Task requirements — When you reply, transcribe every line of the data below exactly.
·····
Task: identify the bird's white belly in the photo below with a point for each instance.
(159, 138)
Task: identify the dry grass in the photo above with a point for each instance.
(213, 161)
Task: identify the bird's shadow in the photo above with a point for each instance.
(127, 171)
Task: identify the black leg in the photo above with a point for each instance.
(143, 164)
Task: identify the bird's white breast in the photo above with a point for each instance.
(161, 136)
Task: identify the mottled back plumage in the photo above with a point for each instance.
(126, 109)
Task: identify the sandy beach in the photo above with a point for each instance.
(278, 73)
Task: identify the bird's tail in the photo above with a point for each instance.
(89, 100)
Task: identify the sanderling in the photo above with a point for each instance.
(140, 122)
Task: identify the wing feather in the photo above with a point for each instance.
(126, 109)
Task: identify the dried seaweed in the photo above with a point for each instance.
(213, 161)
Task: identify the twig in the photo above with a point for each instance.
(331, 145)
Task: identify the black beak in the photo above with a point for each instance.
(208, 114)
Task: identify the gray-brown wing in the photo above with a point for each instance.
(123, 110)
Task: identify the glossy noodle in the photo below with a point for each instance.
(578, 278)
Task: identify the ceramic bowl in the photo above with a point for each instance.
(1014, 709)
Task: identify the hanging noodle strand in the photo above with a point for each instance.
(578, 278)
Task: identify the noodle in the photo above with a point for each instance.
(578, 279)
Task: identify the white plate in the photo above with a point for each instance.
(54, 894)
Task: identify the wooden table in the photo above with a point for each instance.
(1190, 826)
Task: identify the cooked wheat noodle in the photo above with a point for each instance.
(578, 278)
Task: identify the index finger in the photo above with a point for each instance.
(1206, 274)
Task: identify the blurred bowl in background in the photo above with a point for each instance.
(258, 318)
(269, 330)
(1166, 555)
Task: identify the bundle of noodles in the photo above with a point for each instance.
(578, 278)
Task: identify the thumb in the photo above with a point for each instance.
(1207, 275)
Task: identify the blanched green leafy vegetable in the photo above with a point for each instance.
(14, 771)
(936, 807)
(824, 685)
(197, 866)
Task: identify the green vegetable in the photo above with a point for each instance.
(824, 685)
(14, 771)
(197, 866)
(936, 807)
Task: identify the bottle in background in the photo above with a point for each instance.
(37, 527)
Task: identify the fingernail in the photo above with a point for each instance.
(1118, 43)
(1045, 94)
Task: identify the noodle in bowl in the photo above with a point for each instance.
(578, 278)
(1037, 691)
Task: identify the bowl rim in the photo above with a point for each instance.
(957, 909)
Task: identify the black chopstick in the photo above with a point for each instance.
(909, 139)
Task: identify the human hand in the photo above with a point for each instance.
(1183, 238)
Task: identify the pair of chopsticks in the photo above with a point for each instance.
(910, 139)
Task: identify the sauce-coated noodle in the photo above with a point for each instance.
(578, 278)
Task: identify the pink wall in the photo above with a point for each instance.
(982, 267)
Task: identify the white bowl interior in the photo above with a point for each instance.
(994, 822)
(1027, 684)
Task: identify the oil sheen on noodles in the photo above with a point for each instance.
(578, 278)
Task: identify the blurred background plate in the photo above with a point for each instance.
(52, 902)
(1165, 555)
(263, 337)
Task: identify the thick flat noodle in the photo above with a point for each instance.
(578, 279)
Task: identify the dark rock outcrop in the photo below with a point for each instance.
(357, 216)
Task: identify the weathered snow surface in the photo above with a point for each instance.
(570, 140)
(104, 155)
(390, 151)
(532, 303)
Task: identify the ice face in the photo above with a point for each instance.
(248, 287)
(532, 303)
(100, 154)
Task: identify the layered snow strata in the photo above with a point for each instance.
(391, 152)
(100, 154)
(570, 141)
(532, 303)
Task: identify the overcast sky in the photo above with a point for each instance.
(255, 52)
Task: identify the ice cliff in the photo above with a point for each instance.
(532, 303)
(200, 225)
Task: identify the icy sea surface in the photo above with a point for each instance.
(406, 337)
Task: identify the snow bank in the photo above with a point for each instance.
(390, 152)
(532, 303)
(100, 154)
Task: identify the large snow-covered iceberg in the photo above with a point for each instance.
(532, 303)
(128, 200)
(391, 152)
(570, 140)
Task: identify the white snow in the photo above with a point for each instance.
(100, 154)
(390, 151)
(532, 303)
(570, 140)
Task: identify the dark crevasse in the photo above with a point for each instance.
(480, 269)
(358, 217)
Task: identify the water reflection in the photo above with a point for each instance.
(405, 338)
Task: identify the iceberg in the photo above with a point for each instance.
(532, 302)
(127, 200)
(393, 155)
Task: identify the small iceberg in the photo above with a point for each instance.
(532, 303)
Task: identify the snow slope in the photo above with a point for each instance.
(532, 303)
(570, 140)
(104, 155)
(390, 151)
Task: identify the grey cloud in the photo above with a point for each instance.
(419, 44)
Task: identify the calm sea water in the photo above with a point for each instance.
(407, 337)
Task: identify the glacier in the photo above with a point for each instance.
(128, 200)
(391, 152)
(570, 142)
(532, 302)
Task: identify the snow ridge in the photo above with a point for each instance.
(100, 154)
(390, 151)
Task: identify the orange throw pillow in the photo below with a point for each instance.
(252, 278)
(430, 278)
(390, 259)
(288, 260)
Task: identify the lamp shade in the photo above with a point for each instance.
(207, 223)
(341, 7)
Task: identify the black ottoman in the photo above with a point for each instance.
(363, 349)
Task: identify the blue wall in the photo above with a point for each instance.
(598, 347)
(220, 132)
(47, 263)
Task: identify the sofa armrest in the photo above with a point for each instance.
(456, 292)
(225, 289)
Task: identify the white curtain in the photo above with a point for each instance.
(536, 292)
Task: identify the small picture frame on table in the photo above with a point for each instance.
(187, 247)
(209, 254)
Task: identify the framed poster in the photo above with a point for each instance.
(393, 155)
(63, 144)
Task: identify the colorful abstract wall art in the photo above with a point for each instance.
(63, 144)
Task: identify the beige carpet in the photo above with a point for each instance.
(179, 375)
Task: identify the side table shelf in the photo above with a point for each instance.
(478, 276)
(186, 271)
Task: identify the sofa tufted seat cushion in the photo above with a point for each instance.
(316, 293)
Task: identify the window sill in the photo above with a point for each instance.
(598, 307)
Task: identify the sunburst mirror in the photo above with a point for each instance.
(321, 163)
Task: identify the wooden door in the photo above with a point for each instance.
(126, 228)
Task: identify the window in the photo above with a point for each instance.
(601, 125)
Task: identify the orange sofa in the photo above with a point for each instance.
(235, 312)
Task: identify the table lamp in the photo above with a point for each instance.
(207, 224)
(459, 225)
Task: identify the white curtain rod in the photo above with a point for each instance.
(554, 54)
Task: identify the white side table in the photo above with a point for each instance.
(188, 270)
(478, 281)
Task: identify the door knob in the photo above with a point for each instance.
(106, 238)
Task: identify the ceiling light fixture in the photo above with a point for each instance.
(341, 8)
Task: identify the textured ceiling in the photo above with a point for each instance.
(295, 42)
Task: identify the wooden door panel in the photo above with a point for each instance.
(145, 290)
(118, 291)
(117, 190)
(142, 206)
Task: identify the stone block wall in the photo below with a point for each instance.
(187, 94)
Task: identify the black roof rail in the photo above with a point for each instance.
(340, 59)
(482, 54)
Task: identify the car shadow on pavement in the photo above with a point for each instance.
·····
Exercise response —
Task: identify the bird's white belly in the photo below with a point for each instance.
(159, 138)
Task: identify the dry grass in the photo above with a point for each instance.
(213, 161)
Task: identify the bird's shadow in the photo above with a point for each instance.
(127, 171)
Task: identify the black leg in the photo above with a point for each instance.
(143, 164)
Task: identify the bird's white breast in the photo above with a point for each instance.
(161, 136)
Task: identify the mottled back plumage in the photo above with a point for each instance.
(126, 109)
Task: identify the sandy beach in the photo above with a point for each instance.
(278, 73)
Task: identify the bird's tail in the photo above with a point for each instance.
(89, 100)
Task: identify the sanderling in the photo above with a point for each instance.
(140, 122)
Task: identify the wing feather in the photo above with a point for each instance.
(126, 109)
Task: identify the dried seaweed in the photo above with a point for each instance.
(213, 161)
Task: identify the twig in the photo above with a point for each instance.
(331, 145)
Task: identify the black beak in the photo above with a point for each instance.
(208, 114)
Task: identify the gray-brown wing in the photo above with a point for each instance.
(123, 110)
Task: identify the glossy noodle in the photo below with a point for each instance.
(578, 278)
Task: identify the ceramic bowl in the photo above with a point for each instance.
(1014, 709)
Task: identify the hanging noodle strand in the photo above with a point for each instance.
(578, 278)
Task: identify the noodle in the photo above with a point for each instance.
(578, 279)
Task: identify the white plate in the photo above with a point for each instance.
(54, 894)
Task: identify the wooden table in the photo above with a point for each instance.
(1190, 826)
Task: identify the cooked wheat noodle in the photo above with a point for each instance.
(578, 278)
Task: identify the index finger in the photo above with a point for each instance.
(1206, 274)
Task: identify the blurred bowl in background in the photo above with a point for each instance.
(258, 318)
(269, 330)
(1166, 555)
Task: identify the bundle of noodles in the photo above with a point for each instance.
(578, 278)
Task: identify the thumb in the photo above with a point for each instance.
(1207, 275)
Task: identify the blanched green leafy vegetable in the photo above with a point for each instance.
(14, 771)
(936, 807)
(824, 685)
(197, 866)
Task: identify the green vegetable in the photo above with a point for each instance.
(824, 685)
(14, 771)
(197, 866)
(936, 807)
Task: identify the bottle in background in the photo above with a point for each instance.
(37, 527)
Task: identify the fingernail in the photo above with a point for each instance.
(1118, 43)
(1045, 94)
Task: identify the noodle in bowl in the photo above with a point for each instance.
(578, 278)
(1037, 691)
Task: identify the bowl rim in the photo above with a point for each instance.
(957, 909)
Task: identify the black chopstick in the photo above with a point for each instance.
(909, 139)
Task: identify the human hand in the photo above with a point for each instance.
(1183, 238)
Task: identify the pair of chopsticks in the photo above with a point for each instance.
(910, 139)
Task: identify the sauce-coated noodle in the photo above with a point for each instance.
(578, 278)
Task: identify the pink wall in the photo above with a point for each instance.
(982, 267)
Task: identify the white bowl interior in the photo above with a point for each instance.
(994, 822)
(1027, 684)
Task: identify the oil sheen on noodles in the photo above with a point for each instance.
(578, 278)
Task: identify the blurred background plate in the photo above with a point for each instance.
(52, 902)
(1165, 555)
(263, 337)
Task: identify the thick flat noodle in the photo above with a point for each instance.
(578, 279)
Task: identify the dark rock outcrop in the photo below with a point for each instance.
(357, 216)
Task: identify the weathered snow surface in the photo above with a point for each instance.
(570, 140)
(104, 155)
(390, 151)
(532, 303)
Task: identify the ice face in the photo above with a point for each instance.
(248, 287)
(532, 303)
(100, 154)
Task: identify the layered snow strata in the photo above with a point for each instance.
(391, 152)
(100, 154)
(570, 141)
(532, 303)
Task: identify the overcast sky in the photo above with a point for each instance.
(255, 52)
Task: identify the ice cliff in the photo above with a point for each instance.
(532, 303)
(200, 225)
Task: identify the icy sea surface in the photo above with a point for each instance.
(406, 337)
Task: identify the snow bank in the photo above with a point for each instance.
(390, 152)
(532, 303)
(100, 154)
Task: identify the large snow-covered iceberg in the photo above with a point for each instance.
(532, 303)
(128, 200)
(391, 152)
(570, 140)
Task: identify the white snow in the photo above with a point for each instance.
(100, 154)
(390, 151)
(532, 303)
(570, 140)
Task: identify the dark crevasse in the photo above with a point for each instance.
(480, 269)
(358, 217)
Task: identify the water reflection in the photo above with a point for each instance.
(405, 338)
Task: identify the iceberg in the photo above with a point for each instance.
(532, 302)
(127, 200)
(393, 155)
Task: identify the small iceberg in the photo above with a point for each instance.
(532, 303)
Task: identify the snow slope in the photo above with a point for each instance.
(532, 303)
(570, 140)
(104, 155)
(390, 151)
Task: identify the grey cloud in the photo above with a point for each instance.
(419, 44)
Task: identify the calm sea water in the photo above with a point for each instance.
(407, 337)
Task: identify the glacier in the photo above with a point for each instance.
(128, 200)
(391, 152)
(570, 142)
(532, 302)
Task: identify the snow ridge in the photo above with a point for each instance.
(100, 154)
(390, 151)
Task: identify the orange throw pillow in the photo below with a point for each instance.
(252, 278)
(430, 278)
(390, 259)
(288, 260)
Task: identify the lamp shade in the photo above with a point for each instance.
(207, 223)
(341, 7)
Task: identify the black ottoman in the photo above with a point for each instance.
(363, 349)
Task: identify the blue wall in the photo above with a point for each instance.
(598, 347)
(220, 132)
(47, 263)
Task: identify the sofa armrest in the photo above with a point for each instance.
(456, 292)
(225, 289)
Task: identify the white curtain in the photo above with a point for each instance.
(536, 292)
Task: identify the small picture frame on table in the photo above with a point for each instance.
(187, 247)
(209, 254)
Task: identify the framed poster in the photo above with a point for each instance.
(393, 155)
(63, 144)
Task: identify the colorful abstract wall art in the photo above with a point for each instance.
(63, 144)
Task: identify the beige carpet in the photo above with a point for each instance.
(179, 375)
Task: identify the side table shelf in the photo above with a point for each instance.
(478, 276)
(186, 271)
Task: identify the sofa tufted seat cushion in the photo above with a point for each instance.
(316, 293)
Task: identify the window sill in the photo above with a point for each instance.
(598, 307)
Task: identify the sunburst mirror in the photo above with a point for each instance.
(321, 163)
Task: identify the wooden door in the photo above with a point for each instance.
(126, 228)
Task: identify the window in the photo above with a point for each instance.
(601, 125)
Task: identify the orange sofa in the photo above with a point for each instance.
(235, 312)
Task: identify the table lamp in the photo above with a point for each instance.
(207, 224)
(459, 225)
Task: identify the white curtain rod in the photo above with a point for each instance.
(554, 54)
Task: identify the white side table in the photo above with a point for each instance.
(188, 270)
(478, 281)
Task: identify the door knob in the photo above with a point for each instance.
(106, 238)
Task: identify the ceiling light fixture in the photo above with a point for each instance.
(341, 8)
Task: identify the textured ceiling in the photo above with a point for each instance.
(295, 42)
Task: identify the wooden door panel in the photo above with a point for each instance.
(145, 290)
(118, 291)
(117, 190)
(142, 206)
Task: identify the stone block wall in the photo below with a point for each instance.
(187, 94)
Task: identify the black roof rail in the photo above with a point for each instance.
(340, 59)
(482, 54)
Task: identify the car shadow on pavement in the photo above with a point for each instance.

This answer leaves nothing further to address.